- **THE TASK**: Revise the records below so that every "movement-pattern feed" becomes "motion-pattern feed", and keep all other text the same.
================================
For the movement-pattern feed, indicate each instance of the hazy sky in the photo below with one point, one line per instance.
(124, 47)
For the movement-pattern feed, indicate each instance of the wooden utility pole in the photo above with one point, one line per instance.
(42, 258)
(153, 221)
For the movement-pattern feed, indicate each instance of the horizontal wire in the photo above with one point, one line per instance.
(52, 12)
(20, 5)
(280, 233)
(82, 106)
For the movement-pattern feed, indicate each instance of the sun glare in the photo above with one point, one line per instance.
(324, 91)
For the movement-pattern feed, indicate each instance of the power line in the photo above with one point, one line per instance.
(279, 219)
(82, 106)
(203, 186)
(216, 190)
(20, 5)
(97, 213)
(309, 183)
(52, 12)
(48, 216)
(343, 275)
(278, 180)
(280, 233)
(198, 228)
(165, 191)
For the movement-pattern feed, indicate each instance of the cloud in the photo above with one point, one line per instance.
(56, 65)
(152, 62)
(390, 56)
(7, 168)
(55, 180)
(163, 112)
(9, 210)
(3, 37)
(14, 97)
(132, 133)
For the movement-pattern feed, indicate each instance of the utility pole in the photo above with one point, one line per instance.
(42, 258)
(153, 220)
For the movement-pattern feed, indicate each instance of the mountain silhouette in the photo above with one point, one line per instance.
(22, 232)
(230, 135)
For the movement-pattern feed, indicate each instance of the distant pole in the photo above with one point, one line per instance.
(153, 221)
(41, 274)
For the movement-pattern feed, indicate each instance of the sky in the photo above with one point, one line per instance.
================================
- **TASK RESULT**:
For the motion-pattern feed, indicate each instance of the hazy sky in the photo below with one point, one line per instance.
(124, 47)
For the motion-pattern feed, indicate each instance of the wooden utility pole in the photo above with one point, one line per instance.
(42, 258)
(153, 221)
For the motion-pattern feed, indicate each instance of the horizontal wire in the photo above with one point, one line per instance.
(52, 12)
(20, 5)
(280, 233)
(82, 106)
For the motion-pattern feed, indicate each instance of the sun glare in the photo above with one point, one line per instance.
(324, 91)
For the motion-pattern feed, indicate each instance of the power line in the photo above with one point, one line per instance.
(279, 219)
(82, 106)
(203, 186)
(216, 190)
(20, 5)
(97, 213)
(309, 183)
(52, 12)
(48, 216)
(343, 275)
(278, 180)
(280, 233)
(198, 228)
(165, 191)
For the motion-pattern feed, indicate each instance of the cloud in the photo above with one point, one line per instance.
(56, 65)
(152, 62)
(390, 56)
(7, 168)
(55, 180)
(163, 112)
(9, 210)
(3, 37)
(14, 97)
(132, 133)
For the motion-pattern feed, indicate each instance of the utility pole in the photo above with one point, one line per instance.
(42, 258)
(153, 220)
For the motion-pattern feed, indicate each instance of the mountain silhouette in the photo above with one point, one line per instance.
(22, 232)
(230, 135)
For the motion-pattern feed, indicate each instance of the distant pole in the photo above with one point, one line per instance.
(153, 221)
(41, 274)
For the motion-pattern feed, indicate each instance of the sky in the photo above with one point, one line per instance.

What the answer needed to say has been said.